Copy out the lines of the listing below, from the line containing "and white jersey in this photo." through the last line of the listing, both included.

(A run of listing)
==================================================
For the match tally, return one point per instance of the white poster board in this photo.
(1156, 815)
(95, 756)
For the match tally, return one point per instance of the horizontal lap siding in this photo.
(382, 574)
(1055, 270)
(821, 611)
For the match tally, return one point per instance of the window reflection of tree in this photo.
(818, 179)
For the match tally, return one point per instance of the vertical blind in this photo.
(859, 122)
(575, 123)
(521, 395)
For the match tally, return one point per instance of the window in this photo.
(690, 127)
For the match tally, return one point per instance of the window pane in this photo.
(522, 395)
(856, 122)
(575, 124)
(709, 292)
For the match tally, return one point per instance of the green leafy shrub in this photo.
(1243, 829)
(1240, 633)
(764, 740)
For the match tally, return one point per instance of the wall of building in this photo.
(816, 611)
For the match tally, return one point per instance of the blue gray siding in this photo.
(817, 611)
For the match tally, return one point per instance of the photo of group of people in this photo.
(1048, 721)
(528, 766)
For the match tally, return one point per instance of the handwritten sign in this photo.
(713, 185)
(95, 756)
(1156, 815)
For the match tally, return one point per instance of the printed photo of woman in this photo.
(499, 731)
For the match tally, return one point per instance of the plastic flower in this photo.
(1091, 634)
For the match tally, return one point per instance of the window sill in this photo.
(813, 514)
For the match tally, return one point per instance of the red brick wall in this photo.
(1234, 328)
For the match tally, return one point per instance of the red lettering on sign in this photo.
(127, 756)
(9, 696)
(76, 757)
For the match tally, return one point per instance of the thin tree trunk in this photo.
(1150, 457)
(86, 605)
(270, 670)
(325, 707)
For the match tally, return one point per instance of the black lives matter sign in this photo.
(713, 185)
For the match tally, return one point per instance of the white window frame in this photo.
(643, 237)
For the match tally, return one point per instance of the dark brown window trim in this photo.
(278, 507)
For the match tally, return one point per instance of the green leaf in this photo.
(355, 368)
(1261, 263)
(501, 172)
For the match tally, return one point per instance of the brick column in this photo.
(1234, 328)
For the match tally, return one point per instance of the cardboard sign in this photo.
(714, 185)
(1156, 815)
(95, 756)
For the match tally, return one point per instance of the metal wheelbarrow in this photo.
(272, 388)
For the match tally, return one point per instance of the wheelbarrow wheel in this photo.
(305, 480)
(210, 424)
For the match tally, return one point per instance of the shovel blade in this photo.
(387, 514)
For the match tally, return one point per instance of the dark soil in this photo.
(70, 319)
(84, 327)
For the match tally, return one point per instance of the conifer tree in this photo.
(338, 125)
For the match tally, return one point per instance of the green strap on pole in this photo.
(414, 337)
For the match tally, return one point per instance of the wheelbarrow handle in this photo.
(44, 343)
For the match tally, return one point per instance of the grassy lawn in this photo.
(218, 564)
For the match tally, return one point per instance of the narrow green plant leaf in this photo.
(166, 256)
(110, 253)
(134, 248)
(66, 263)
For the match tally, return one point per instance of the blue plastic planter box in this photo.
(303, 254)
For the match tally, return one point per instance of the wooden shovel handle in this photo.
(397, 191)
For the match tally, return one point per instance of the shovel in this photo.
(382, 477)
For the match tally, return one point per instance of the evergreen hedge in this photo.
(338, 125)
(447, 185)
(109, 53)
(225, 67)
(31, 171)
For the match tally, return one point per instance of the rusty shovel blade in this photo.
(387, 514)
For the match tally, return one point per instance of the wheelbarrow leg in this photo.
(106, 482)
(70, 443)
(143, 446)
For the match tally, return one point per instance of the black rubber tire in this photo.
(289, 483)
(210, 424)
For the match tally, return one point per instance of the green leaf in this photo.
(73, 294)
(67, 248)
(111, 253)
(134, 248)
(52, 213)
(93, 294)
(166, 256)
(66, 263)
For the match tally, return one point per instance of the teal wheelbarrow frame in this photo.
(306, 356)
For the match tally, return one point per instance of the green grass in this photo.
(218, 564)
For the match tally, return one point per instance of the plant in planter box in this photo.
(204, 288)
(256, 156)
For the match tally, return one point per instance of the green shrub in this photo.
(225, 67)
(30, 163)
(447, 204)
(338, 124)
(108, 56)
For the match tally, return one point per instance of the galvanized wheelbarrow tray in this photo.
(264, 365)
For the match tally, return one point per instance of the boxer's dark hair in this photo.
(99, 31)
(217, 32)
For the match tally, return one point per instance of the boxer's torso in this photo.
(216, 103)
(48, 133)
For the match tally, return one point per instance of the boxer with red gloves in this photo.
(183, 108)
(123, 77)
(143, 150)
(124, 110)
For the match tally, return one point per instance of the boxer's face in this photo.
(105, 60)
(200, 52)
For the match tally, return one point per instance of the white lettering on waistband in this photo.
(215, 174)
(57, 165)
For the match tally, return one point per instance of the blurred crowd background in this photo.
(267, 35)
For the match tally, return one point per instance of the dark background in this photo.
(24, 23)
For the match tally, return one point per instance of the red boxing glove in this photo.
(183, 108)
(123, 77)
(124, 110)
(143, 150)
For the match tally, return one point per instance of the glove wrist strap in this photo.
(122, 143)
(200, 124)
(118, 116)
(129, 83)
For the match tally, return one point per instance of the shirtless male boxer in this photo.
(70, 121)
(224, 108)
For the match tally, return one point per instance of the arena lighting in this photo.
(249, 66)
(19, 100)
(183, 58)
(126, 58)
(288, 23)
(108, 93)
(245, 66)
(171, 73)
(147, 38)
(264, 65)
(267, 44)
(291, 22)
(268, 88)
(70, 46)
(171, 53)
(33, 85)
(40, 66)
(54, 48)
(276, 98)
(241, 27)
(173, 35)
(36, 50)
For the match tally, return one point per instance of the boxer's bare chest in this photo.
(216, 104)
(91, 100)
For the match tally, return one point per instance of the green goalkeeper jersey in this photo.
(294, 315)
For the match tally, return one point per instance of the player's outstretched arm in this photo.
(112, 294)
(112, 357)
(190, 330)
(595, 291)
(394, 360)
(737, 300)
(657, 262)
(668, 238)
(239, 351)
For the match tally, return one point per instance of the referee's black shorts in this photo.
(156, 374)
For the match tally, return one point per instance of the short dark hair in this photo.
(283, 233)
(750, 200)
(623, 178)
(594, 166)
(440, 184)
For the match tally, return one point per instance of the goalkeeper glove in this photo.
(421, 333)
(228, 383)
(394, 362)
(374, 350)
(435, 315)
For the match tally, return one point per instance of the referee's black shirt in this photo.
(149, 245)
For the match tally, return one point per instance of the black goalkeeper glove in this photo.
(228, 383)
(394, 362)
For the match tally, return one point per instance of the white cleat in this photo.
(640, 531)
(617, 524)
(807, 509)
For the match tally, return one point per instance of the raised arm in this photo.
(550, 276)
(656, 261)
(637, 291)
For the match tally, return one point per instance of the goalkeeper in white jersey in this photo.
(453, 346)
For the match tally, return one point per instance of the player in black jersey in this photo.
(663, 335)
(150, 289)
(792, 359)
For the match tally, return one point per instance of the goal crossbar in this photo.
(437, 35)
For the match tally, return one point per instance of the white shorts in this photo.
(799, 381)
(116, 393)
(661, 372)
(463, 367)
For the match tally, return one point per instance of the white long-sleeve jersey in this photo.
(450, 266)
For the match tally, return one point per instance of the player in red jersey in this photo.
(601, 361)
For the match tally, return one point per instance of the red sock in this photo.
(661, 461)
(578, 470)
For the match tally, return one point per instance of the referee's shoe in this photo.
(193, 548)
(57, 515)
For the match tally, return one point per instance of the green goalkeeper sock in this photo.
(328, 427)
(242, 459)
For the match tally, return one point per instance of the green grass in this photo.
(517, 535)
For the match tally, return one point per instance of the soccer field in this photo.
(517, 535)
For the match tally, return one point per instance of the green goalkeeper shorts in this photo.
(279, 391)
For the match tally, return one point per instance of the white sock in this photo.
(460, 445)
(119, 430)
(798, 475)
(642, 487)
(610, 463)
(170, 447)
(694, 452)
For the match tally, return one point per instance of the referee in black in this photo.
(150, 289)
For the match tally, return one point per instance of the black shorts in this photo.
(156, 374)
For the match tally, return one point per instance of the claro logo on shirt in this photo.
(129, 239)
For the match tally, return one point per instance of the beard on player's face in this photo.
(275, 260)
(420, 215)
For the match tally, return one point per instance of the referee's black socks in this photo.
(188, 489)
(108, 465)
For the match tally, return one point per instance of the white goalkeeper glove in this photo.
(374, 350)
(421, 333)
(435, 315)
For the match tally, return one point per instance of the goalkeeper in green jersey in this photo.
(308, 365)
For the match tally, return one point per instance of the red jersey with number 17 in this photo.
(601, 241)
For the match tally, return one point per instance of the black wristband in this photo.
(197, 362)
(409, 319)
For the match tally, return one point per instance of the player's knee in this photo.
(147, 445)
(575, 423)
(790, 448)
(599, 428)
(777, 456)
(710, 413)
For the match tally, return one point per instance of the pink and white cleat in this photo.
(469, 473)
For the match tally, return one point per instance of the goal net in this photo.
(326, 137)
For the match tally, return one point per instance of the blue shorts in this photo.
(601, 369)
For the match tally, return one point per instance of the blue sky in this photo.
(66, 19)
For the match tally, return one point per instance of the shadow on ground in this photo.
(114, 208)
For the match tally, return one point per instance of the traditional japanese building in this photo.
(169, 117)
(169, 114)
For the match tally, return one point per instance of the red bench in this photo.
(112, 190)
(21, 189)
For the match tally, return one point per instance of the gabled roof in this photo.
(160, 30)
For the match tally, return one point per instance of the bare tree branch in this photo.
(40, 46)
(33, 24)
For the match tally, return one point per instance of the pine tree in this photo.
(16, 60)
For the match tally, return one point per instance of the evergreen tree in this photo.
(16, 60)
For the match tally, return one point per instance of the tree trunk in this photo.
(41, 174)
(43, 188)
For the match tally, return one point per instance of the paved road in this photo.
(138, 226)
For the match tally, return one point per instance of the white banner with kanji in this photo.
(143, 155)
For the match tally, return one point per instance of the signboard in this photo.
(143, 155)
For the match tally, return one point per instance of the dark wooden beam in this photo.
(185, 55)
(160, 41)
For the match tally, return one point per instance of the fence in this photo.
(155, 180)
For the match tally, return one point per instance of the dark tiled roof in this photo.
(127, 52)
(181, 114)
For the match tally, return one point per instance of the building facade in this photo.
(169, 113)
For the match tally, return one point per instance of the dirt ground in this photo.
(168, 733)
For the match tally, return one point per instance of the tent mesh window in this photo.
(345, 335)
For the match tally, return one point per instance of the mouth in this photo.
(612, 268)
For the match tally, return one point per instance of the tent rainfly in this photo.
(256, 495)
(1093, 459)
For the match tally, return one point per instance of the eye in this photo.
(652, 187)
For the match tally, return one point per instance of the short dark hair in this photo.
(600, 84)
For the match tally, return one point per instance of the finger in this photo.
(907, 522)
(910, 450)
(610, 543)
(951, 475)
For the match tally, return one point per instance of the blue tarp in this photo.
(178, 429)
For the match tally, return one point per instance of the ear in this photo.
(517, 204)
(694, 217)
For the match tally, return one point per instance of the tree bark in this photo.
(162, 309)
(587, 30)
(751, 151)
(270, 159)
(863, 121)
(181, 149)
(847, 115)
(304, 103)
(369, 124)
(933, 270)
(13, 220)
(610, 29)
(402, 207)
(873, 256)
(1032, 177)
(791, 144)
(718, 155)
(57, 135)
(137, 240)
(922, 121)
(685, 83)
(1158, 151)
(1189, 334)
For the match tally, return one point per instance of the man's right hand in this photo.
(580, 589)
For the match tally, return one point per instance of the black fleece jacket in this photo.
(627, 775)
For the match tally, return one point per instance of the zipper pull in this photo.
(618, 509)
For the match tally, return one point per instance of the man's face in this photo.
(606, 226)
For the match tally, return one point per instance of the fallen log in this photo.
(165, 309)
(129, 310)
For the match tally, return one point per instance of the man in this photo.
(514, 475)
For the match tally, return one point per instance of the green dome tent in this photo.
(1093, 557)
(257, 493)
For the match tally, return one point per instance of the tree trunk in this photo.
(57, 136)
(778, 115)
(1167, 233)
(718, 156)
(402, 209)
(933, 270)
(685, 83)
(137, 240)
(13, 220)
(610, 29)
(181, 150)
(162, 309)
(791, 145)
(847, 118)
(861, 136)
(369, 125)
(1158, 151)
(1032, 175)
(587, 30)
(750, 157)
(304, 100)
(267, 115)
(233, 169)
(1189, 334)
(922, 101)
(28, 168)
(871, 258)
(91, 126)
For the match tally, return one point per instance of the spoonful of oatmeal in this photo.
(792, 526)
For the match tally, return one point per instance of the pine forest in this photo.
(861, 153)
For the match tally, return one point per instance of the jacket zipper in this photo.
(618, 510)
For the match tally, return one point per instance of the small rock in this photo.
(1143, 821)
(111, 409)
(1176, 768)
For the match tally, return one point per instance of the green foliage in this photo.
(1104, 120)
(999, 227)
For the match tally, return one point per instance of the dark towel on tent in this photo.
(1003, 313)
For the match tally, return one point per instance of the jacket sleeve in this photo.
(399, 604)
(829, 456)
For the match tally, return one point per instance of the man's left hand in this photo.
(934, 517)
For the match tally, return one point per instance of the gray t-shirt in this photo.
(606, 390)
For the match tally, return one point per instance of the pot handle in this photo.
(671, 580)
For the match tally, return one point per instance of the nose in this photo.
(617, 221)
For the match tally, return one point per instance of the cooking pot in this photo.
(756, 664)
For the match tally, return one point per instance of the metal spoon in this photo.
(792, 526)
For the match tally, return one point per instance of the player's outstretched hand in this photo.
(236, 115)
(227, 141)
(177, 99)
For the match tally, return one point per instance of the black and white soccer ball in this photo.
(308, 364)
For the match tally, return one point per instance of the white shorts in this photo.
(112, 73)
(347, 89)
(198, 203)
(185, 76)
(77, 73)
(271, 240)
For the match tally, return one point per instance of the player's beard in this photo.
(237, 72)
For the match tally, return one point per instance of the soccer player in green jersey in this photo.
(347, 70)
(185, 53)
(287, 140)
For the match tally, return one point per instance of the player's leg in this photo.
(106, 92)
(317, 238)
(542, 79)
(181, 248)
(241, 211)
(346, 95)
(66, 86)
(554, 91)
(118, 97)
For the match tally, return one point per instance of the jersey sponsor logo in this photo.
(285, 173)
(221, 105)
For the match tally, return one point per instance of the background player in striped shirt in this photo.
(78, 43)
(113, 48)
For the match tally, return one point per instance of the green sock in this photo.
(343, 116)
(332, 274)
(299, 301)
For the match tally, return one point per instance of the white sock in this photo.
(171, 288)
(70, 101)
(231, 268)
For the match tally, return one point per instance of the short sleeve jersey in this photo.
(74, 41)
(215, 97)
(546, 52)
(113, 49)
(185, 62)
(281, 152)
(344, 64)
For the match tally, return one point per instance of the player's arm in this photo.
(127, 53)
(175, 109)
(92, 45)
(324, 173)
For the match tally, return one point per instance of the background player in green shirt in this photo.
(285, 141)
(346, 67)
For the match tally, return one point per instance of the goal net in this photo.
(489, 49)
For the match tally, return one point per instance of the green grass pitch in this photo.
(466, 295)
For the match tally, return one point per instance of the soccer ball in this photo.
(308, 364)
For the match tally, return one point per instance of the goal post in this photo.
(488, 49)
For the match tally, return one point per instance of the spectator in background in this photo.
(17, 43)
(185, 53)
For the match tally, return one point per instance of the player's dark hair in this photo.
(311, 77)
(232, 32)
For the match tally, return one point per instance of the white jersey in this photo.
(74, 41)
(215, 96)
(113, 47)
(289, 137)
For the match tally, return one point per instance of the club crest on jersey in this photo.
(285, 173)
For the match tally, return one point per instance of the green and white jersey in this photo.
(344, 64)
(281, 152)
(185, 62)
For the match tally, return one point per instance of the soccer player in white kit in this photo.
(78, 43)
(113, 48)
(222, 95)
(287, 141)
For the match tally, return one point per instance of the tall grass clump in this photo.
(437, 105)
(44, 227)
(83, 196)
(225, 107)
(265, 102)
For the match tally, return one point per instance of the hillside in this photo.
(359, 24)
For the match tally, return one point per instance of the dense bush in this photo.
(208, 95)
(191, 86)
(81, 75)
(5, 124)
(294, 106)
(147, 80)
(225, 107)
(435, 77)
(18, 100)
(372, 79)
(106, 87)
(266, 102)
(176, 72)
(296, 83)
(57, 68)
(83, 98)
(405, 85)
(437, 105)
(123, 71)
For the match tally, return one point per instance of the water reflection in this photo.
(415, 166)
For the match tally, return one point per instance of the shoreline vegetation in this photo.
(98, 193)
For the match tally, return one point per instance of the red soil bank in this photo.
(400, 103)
==================================================
◆ **Full output**
For the match tally, return one point per instance of the green and white jersey in this photo.
(344, 64)
(281, 152)
(185, 62)
For the match tally, return one point per instance of the soccer player in white kit in this photo.
(78, 43)
(113, 48)
(222, 95)
(287, 141)
For the match tally, return one point per instance of the tall grass clump in this photo.
(437, 105)
(44, 227)
(83, 196)
(225, 107)
(265, 102)
For the match tally, return one point per instance of the hillside in this photo.
(359, 24)
For the match tally, return one point per instance of the dense bush in this photo.
(208, 95)
(191, 86)
(81, 75)
(5, 124)
(294, 106)
(147, 80)
(225, 107)
(435, 77)
(18, 100)
(372, 79)
(106, 87)
(266, 102)
(176, 72)
(296, 83)
(57, 68)
(83, 98)
(405, 85)
(437, 105)
(123, 71)
For the match tally, return one point per instance of the water reflection in this photo.
(415, 166)
For the match tally, return one point per instance of the shoreline vegetation in this photo.
(98, 193)
For the match tally, return one point per instance of the red soil bank in this photo.
(400, 103)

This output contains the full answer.